ESTRATTO DEL TESTO:

+ + + +

Taurianova come metafora e come trappola, giardino e clausura, riso e pianto, allegoria e realtà.
Quella stessa contrada che si scinde in Jatrinoli e Radicena, per poi ricomporsi, in due parti uguali e contrarie.
Al pari dell’uomo che sente il conflitto permanente delle due componenti che in lui convivono, volte costantemente alla scissione e alla ricomposizione, in un equilibrio precario e ribelle, perciò anarchico, per divenire lotta e passione, ma poi armonia e quiete: quindi riprendere il dolce-amaro gioco della vita.
Taurianova è la scoperta della sopravvivenza di mestieri creduti scomparsi.
E’ il ricordo della civiltà delle botteghe le “putiche” del falegname, del sarto, del barbiere, del fabbro, dell’oste, del calzolaio.
Taurianova è il ricordo dei giorni dell’infanzia, di quei giorni che furono (e anche di quegli altri allora segnati, che mai saranno), trascorsi fra persone care (che via via vediamo scomparire precedendoci nel viaggio del mistero), fra cose piacevoli, in parte irrimediabilmente perdute, che solo i ricordi della memoria riescono a far rivivere, proprio come in un inesauribile “museo d’ombre”.
Taurianova è la terra dei paradossi, che meglio rendono l’idea del concreto, dove finzione e realtà hanno un confine cosi labile da confondersi e, dunque, fondersi.
Nessuno sa né può capire, se qui non ha radici, quanta ”essenza” stia dentro l’uomo di Calabria, nel suo essere e sentirsi tale, nella sua rassegnata rassegnazione al dolore, nella sua atavica sofferenza, nel suo occulto (ma non troppo) desiderio di trasgressione della regola, legale o morale che sia.
Il detenuto apprezza più d’ogni altro il gusto della libertà, poiché ne è privato, così come il vegliardo ama quella gioventù, un tempo sottovalutata, dopo averla vista irrimediabilmente svanire.
Il calabrese apprezza il gusto della trasgressione, per godere, oltre i margini della legalità, il piacere del proibito.
E‘ questa una componente primaria di quella cultura araba, qui radicata, che si avverte, ma non si vede, perché vedere non si deve.

+ + + +

I DATI:
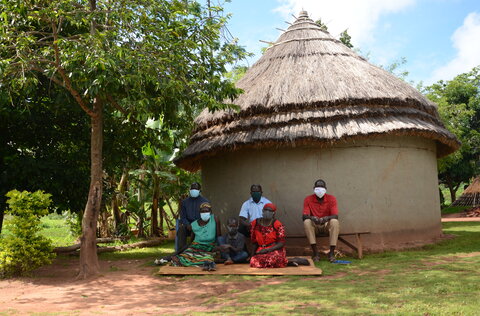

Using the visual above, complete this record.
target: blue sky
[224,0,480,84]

+ + + +

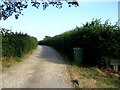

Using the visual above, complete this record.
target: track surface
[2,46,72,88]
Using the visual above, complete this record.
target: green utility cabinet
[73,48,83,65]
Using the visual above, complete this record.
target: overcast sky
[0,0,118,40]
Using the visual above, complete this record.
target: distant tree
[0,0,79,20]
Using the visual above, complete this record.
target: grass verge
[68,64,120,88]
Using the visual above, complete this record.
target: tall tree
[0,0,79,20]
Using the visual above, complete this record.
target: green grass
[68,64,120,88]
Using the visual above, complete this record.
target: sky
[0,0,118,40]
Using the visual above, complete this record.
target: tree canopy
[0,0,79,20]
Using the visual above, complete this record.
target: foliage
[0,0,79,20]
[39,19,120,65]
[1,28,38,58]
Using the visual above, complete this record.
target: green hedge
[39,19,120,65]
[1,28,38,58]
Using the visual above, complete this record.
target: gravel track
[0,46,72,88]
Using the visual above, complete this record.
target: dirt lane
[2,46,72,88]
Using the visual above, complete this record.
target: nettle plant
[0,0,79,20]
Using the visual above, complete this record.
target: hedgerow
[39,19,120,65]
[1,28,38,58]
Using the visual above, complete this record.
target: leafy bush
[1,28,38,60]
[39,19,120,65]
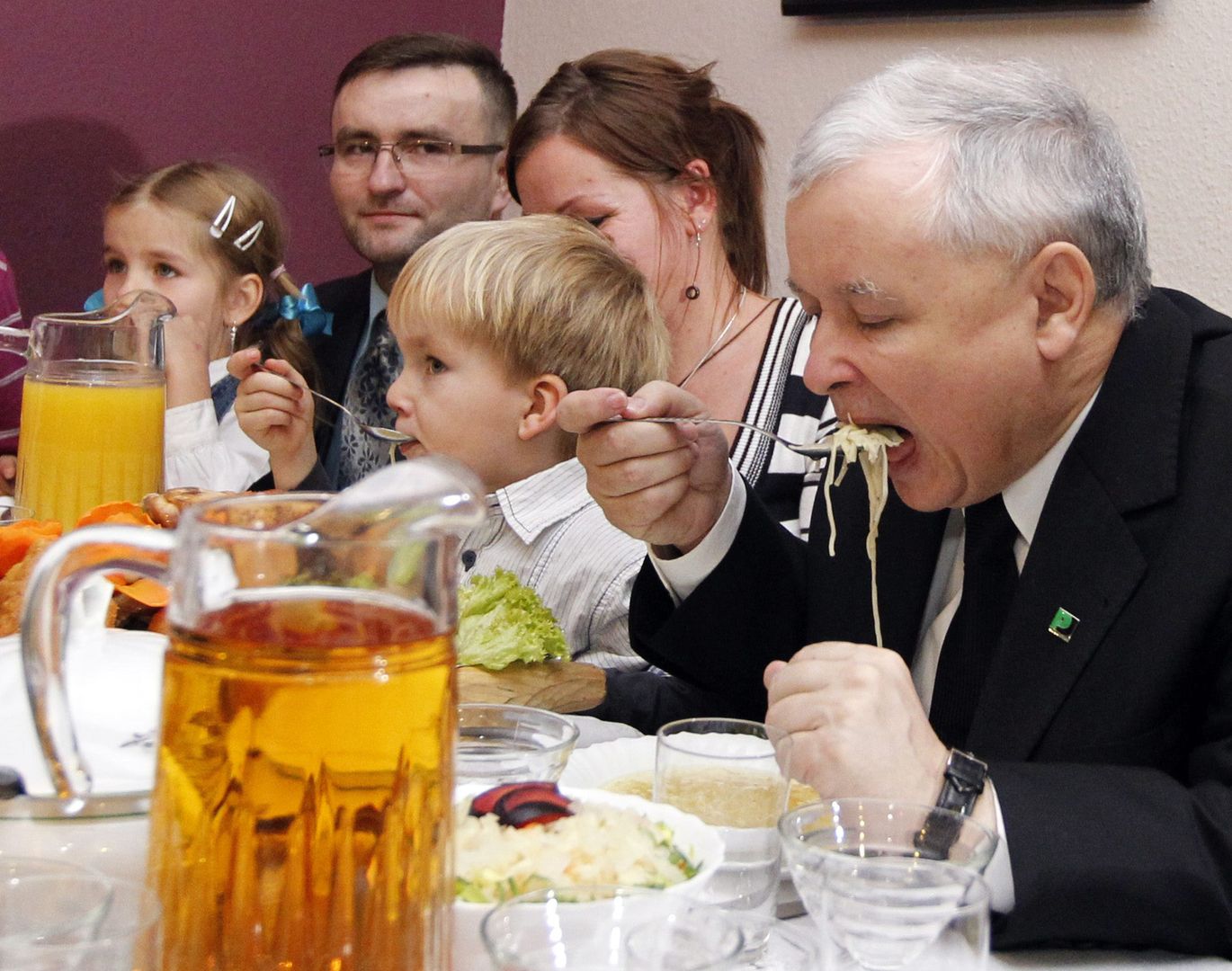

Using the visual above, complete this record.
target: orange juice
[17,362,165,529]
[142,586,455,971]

+ + + +

COMPITI ED ESERCIZI:
1. Copia dal testo su Taurianova il passo che comincia con "Taurianova è il" e prosegue fino a "e, dunque, fondersi.".
2. Elenca tutti i mestieri delle botteghe nominati nel testo su Taurianova.
3. Per favore, prosegui il testo su Taurianova a partire dalla sua ultima frase.

SOLUZIONI DEGLI ESERCIZI:
1.
Taurianova è il ricordo dei giorni dell’infanzia, di quei giorni che furono (e anche di quegli altri allora segnati, che mai saranno), trascorsi fra persone care (che via via vediamo scomparire precedendoci nel viaggio del mistero), fra cose piacevoli, in parte irrimediabilmente perdute, che solo i ricordi della memoria riescono a far rivivere, proprio come in un inesauribile “museo d’ombre”.
Taurianova è la terra dei paradossi, che meglio rendono l’idea del concreto, dove finzione e realtà hanno un confine cosi labile da confondersi e, dunque, fondersi.

2. falegname, sarto, barbiere, fabbro, oste, calzolaio

3.
Provate a trovarvi nei vicoli stretti e sinuosi, posti nel cuore antico d’ogni città o paese: uomini e donne appaiono, scompaiono, riappaiono come in una sequenza scenica, quasi come in un gioco d’ombre cinesi, e ciascun ”intruso“, senza che se ne accorga, in ogni suo passo è vigilato, controllato, pedinato.
Essere calabresi significa prima di tutto, in ogni caso, essere un po’ diversi dagli altri, qualunque sia il senso che a questa diversità si voglia attribuire.
Ma essere calabresi o taurianovesi vuol dire anche non perdersi le albe e soprattutto i tramonti, tutto vi sembrerà il frutto di una terra incantata e magica.
Ai crampi allo stomaco rispondete con un pane appena tirato fuori dal forno a legna, che gusterete ancor di più dopo averlo tagliato a metà e farcito con olio d’oliva, origano, pepe rosso, e una fetta di formaggio pecorino.
Fermatevi, come mia moglie, presso una delle tante bancarelle all’aperto per gustare, secondo la stagione, e comunque sempre accarezzati dal sole tutto l’anno una fetta d’anguria, o una succosa arancia, oppure per addentare una mela, che vi somiglierà a quella di Adamo…
Dissetatevi ad una fontanella o cercate un chiosco per farvi servire “na spremuta” di limone in uno spruzzo di acqua seltz, con l’aggiunta di una punta di sale che ha anche un effetto apotropaico.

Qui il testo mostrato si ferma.